DOCUMENT SEGMENT >>

»»

Usually I go to performances on their official opening nights, as they are normally the first time the press is admitted, and often the only performance for which the press office has an allocation of tickets. But sometimes that’s not possible because of a clash, and, if you ask nicely, the press officer will find you seats sometime later. I’ve discovered that, especially in the case of operas, with their comparatively short runs, this often means that you are witness to a better performance than your colleagues seem to have had on the press night.

««

WHAT IS ASKED >>
1 > For the passage about attending performances as a critic, state whether each statement agrees with the text: (a) the press office often holds tickets only for the opening night; (b) a press officer will not arrange seats after the opening night; (c) operas tend to have long runs. For each, answer yes or no and quote the deciding words.
2 > Reproduce the passage about attending performances as a critic from "Usually I go" to "the press night.", without altering any wording or punctuation.

DATASET CONTENT >>
»»

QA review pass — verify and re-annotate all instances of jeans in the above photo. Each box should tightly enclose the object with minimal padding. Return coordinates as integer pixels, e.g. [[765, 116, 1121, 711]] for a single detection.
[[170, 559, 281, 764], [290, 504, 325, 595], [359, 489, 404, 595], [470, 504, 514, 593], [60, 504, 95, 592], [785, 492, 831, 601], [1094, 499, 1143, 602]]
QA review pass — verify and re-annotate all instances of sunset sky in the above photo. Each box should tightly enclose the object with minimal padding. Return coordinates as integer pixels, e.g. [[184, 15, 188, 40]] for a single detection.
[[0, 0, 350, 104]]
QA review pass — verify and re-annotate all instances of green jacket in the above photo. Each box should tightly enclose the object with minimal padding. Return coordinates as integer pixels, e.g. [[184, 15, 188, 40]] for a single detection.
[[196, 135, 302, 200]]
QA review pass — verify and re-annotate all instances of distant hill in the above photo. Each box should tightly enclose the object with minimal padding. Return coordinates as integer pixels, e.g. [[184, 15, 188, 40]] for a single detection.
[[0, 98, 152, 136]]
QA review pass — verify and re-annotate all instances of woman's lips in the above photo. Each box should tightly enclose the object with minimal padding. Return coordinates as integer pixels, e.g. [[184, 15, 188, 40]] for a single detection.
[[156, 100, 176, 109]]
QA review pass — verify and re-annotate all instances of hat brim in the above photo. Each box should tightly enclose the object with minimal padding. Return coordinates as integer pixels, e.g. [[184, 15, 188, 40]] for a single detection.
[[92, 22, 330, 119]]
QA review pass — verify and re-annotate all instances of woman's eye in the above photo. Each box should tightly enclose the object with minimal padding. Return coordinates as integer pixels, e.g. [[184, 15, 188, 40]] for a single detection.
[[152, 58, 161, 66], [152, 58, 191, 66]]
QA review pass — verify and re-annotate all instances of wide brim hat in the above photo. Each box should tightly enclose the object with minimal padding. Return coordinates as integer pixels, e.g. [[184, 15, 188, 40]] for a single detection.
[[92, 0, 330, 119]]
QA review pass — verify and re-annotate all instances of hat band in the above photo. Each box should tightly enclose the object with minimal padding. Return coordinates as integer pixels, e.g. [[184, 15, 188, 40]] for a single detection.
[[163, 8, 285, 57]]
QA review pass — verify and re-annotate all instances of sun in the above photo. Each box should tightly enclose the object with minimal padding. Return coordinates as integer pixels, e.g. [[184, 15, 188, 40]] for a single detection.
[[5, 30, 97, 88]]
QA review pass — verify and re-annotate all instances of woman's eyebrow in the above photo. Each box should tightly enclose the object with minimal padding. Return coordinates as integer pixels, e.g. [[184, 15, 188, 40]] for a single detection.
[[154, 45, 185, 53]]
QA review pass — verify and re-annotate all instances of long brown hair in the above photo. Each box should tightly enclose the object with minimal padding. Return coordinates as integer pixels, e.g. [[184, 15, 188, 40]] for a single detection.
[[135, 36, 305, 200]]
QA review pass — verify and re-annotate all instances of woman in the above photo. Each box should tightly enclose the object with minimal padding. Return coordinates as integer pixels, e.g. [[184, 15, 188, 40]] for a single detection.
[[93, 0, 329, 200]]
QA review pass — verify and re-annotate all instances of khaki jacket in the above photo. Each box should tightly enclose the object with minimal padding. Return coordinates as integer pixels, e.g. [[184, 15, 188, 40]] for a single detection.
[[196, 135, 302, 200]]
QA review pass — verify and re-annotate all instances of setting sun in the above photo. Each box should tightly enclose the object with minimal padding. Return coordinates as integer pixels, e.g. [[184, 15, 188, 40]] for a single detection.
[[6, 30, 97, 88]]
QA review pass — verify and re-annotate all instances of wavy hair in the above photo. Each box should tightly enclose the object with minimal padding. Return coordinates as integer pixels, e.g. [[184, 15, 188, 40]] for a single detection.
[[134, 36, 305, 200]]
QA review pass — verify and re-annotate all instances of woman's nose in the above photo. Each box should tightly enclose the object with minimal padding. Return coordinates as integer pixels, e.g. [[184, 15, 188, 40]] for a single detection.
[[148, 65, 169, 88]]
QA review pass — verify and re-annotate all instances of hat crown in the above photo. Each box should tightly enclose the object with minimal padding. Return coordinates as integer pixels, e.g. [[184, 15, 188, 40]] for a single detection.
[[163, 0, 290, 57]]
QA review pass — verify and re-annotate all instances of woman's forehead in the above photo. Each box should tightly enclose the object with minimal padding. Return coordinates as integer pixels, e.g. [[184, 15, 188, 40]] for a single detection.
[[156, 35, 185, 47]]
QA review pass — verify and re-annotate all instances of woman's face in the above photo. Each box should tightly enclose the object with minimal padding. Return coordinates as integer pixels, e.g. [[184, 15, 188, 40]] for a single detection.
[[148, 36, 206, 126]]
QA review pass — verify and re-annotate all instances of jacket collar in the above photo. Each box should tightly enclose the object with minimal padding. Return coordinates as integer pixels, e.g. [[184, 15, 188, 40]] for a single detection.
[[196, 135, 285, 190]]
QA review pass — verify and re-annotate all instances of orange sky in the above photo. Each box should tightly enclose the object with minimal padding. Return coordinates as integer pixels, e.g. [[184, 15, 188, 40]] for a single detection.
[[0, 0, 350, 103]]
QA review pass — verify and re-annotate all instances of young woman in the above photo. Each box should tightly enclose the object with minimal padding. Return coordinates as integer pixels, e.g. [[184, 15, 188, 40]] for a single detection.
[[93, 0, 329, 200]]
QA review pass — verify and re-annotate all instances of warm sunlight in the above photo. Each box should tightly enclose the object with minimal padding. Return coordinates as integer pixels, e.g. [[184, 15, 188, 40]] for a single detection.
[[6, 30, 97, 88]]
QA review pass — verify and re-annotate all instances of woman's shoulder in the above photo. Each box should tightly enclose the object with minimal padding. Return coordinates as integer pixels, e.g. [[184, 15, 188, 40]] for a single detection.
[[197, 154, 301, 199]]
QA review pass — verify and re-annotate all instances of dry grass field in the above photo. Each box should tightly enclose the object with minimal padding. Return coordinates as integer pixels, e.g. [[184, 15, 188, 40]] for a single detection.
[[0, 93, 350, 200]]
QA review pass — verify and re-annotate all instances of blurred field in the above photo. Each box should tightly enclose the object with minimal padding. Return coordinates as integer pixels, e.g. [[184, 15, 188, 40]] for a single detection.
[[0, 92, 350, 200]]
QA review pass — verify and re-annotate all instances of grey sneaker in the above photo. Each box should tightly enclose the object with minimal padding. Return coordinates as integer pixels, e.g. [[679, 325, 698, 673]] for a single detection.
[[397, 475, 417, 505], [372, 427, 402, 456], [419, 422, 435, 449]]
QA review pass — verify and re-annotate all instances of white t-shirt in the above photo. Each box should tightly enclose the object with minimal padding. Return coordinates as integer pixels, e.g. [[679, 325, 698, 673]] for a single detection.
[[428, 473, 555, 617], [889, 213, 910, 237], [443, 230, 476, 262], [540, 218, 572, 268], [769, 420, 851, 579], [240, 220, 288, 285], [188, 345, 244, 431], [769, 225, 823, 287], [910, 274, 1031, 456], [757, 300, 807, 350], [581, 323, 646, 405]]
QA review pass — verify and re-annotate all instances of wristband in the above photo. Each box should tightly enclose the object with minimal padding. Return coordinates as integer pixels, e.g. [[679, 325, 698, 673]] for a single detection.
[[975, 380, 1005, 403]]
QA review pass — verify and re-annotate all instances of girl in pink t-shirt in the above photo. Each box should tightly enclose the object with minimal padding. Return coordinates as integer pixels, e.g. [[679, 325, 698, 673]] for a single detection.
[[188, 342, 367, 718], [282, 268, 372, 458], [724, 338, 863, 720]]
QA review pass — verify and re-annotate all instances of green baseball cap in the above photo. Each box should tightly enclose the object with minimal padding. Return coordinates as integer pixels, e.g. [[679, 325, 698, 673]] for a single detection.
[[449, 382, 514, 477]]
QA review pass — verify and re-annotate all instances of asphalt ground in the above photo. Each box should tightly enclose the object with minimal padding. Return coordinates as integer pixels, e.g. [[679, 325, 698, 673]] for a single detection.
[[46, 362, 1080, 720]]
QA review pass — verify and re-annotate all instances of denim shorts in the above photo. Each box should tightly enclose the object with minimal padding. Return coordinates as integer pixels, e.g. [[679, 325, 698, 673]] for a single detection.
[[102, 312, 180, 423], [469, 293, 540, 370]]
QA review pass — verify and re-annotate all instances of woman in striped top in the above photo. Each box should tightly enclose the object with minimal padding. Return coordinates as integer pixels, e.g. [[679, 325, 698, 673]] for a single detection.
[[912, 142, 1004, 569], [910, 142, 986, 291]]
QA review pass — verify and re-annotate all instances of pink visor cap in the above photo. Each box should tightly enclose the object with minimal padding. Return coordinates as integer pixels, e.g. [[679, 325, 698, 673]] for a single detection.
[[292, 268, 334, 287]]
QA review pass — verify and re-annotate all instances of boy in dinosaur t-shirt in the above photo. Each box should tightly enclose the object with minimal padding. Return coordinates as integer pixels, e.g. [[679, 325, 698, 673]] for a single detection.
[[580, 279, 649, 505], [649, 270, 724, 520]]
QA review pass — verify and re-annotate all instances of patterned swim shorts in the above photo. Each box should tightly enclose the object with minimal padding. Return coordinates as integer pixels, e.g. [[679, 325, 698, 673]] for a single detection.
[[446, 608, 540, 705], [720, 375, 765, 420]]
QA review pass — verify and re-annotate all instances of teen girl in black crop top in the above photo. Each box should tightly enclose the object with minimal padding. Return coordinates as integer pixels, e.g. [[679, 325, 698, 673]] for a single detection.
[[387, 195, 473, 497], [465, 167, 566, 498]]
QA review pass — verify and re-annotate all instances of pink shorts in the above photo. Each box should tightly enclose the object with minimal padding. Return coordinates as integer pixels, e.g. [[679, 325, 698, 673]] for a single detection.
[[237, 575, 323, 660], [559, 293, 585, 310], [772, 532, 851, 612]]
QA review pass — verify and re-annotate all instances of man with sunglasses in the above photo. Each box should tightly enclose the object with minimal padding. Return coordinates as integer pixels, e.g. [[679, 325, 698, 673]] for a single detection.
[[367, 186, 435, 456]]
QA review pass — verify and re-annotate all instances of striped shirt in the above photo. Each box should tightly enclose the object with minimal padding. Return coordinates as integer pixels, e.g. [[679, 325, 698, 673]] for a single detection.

««

RESPONSES >>
1 >
(a) Yes: "often the only performance for which the press office has an allocation of tickets"
(b) No: "if you ask nicely, the press officer will find you seats sometime later"
(c) No: "with their comparatively short runs"

2 >
Usually I go to performances on their official opening nights, as they are normally the first time the press is admitted, and often the only performance for which the press office has an allocation of tickets. But sometimes that’s not possible because of a clash, and, if you ask nicely, the press officer will find you seats sometime later. I’ve discovered that, especially in the case of operas, with their comparatively short runs, this often means that you are witness to a better performance than your colleagues seem to have had on the press night.